*** Opening Data shown ***
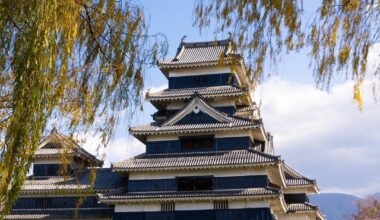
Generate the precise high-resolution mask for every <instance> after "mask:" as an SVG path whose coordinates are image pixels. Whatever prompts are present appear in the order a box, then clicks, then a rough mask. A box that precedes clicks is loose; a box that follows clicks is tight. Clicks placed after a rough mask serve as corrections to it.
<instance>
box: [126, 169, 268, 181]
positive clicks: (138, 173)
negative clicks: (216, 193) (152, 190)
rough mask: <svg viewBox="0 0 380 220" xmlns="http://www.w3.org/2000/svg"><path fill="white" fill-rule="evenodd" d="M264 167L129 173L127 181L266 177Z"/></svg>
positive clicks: (131, 172) (130, 172)
mask: <svg viewBox="0 0 380 220" xmlns="http://www.w3.org/2000/svg"><path fill="white" fill-rule="evenodd" d="M266 174H267V172H266V169H265V167H248V168H225V169H218V170H180V171H166V172H161V171H157V172H130V173H129V180H146V179H173V178H175V177H178V176H207V175H213V176H215V177H228V176H248V175H266Z"/></svg>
*** Closing Data shown ***
Your instructions
Output every record exactly, minus the pictures.

Expected answer
Generate the precise high-resolution mask for every <instance> after "mask:" as an SVG path whose coordinates are image pixels. Whatever prompts are present appear in the order a box, then clicks, then a rough mask. A box that precedes clicks is loose; a box that follows clicks is tight. Clicks placed after a rough mask serve as corrections to it.
<instance>
box: [126, 169, 268, 181]
positive clicks: (138, 173)
negative clicks: (216, 193) (152, 190)
rough mask: <svg viewBox="0 0 380 220" xmlns="http://www.w3.org/2000/svg"><path fill="white" fill-rule="evenodd" d="M264 167L129 173L127 181L266 177Z"/></svg>
positive clicks: (131, 172) (130, 172)
mask: <svg viewBox="0 0 380 220" xmlns="http://www.w3.org/2000/svg"><path fill="white" fill-rule="evenodd" d="M266 174H267V172H266V169H265V167H248V168H225V169H218V170H180V171H166V172H161V171H157V172H130V173H129V180H146V179H173V178H175V177H178V176H207V175H213V176H215V177H228V176H248V175H266Z"/></svg>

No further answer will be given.